__Requirement__.
Output, word for word, the passage of the DataSQRL optimizer document starting with "If we precompute" and going on through "engine specific optimizer.".

DataSQRL Optimizer
The optimizer is part of the DataSQRL compiler and determines the optimal data pipeline to execute a SQRL script and serve a given API specification.
The DataSQRL optimizer runs a global optimization for the entire data pipeline and local optimizations for each individual engine that is part of the pipeline topology.
Global Optimization
The DataSQRL compiler produces a computation DAG (directed, acyclic graph) of all the tables defined in the SQRL script and the result sets computed from those tables that are accessible via the data API according to the API specification.
The global optimizer determines which engine executes the computation of which table in the DAG.
For example, suppose we are compiling a SQRL script against the pipeline topology shown above, which consist of a stream, database, and server engine in sequence.
If we precompute a table in the stream engine, those results are readily available at request time which leads to fast response times and good API performance compared to having to compute the results in the database. However, pre-computing all possible results for the API can be very wasteful or outright impossible due to the number of possible query combinations.
The global compiler strives to find the right balance between pre-computing tables for high performance and computing results at request time to reduce waste in order to build efficient data pipelines.
In addition, the global optimizer picks the engine most suitable to compute each table of the global DAG and prunes the DAG to eliminate redundant computations.
Local Optimization
The local optimizer takes the physical execution plans for each engine and runs them through an engine specific optimizer.
Local optimizers that are executed by DataSQRL include:
- DAG Optimization: Consolidates repeated computations in the stream processing DAG.
- Index Selection: Chooses an optimal set of indices for database engines to speed up queries executed for individual API calls.
Optimizer Hints
Sometimes the optimizer makes the wrong decision and produces sub-optimal data pipelines. You can provide hints in the SQRL script to correct those errors by overwriting the optimizer.
Execution Engine Hint
You annotate a table definition in SQRL with an execution engine hint to tell the optimizer which engine should compute the table.
/*+ EXEC_STREAM */
OrdersByMonth := SELECT endOfmonth(p.time) AS month,
count(1) as num_orders
FROM Orders GROUP BY month;
The annotation EXEC_STREAM
instructs the optimizer to compute the OrdersByMonth
table in the stream engine.
Use the EXEC_DB
annotation to instruct the optimizer to choose the database engine:
/*+ EXEC_DB */
OrdersByMonth := SELECT endOfmonth(p.time) AS month,
count(1) as num_orders
FROM Orders GROUP BY month;

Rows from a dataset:

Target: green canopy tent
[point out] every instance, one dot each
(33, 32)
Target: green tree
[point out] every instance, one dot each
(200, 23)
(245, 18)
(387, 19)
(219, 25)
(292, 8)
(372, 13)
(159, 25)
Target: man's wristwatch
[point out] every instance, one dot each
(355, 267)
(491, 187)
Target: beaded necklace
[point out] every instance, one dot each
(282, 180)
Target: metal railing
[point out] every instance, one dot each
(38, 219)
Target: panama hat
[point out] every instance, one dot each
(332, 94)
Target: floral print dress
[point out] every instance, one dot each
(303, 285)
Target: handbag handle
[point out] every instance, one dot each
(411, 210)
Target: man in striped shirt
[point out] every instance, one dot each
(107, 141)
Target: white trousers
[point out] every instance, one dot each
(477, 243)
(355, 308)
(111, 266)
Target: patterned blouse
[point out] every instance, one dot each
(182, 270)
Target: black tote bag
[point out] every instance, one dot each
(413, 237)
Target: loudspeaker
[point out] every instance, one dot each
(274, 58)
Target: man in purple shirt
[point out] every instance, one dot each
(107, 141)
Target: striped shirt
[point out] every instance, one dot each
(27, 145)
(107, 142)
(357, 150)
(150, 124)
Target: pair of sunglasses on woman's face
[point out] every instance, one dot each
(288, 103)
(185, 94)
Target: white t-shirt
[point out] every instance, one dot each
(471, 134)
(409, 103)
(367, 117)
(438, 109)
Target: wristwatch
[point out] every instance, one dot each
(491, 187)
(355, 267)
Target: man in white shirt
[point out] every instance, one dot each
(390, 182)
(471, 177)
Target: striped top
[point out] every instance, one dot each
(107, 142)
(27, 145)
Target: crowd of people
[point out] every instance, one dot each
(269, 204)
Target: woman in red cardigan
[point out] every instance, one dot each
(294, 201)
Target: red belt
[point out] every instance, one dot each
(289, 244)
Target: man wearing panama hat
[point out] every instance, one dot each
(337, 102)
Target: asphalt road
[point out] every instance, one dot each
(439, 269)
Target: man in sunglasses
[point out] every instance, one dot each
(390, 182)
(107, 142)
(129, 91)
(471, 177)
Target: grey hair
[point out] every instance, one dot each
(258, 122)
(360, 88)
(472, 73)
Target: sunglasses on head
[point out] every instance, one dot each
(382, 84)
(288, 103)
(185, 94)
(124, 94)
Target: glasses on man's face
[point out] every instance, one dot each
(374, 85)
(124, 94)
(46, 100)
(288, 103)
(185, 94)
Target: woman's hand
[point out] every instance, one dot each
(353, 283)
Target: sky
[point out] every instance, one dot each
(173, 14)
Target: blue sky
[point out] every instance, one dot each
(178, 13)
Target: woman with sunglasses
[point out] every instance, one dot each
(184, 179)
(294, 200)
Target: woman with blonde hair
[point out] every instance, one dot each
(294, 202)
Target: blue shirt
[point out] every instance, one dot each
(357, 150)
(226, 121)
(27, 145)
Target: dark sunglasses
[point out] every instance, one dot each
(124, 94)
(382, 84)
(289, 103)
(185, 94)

__Result for this exercise__.
If we precompute a table in the stream engine, those results are readily available at request time which leads to fast response times and good API performance compared to having to compute the results in the database. However, pre-computing all possible results for the API can be very wasteful or outright impossible due to the number of possible query combinations.
The global compiler strives to find the right balance between pre-computing tables for high performance and computing results at request time to reduce waste in order to build efficient data pipelines.
In addition, the global optimizer picks the engine most suitable to compute each table of the global DAG and prunes the DAG to eliminate redundant computations.
Local Optimization
The local optimizer takes the physical execution plans for each engine and runs them through an engine specific optimizer.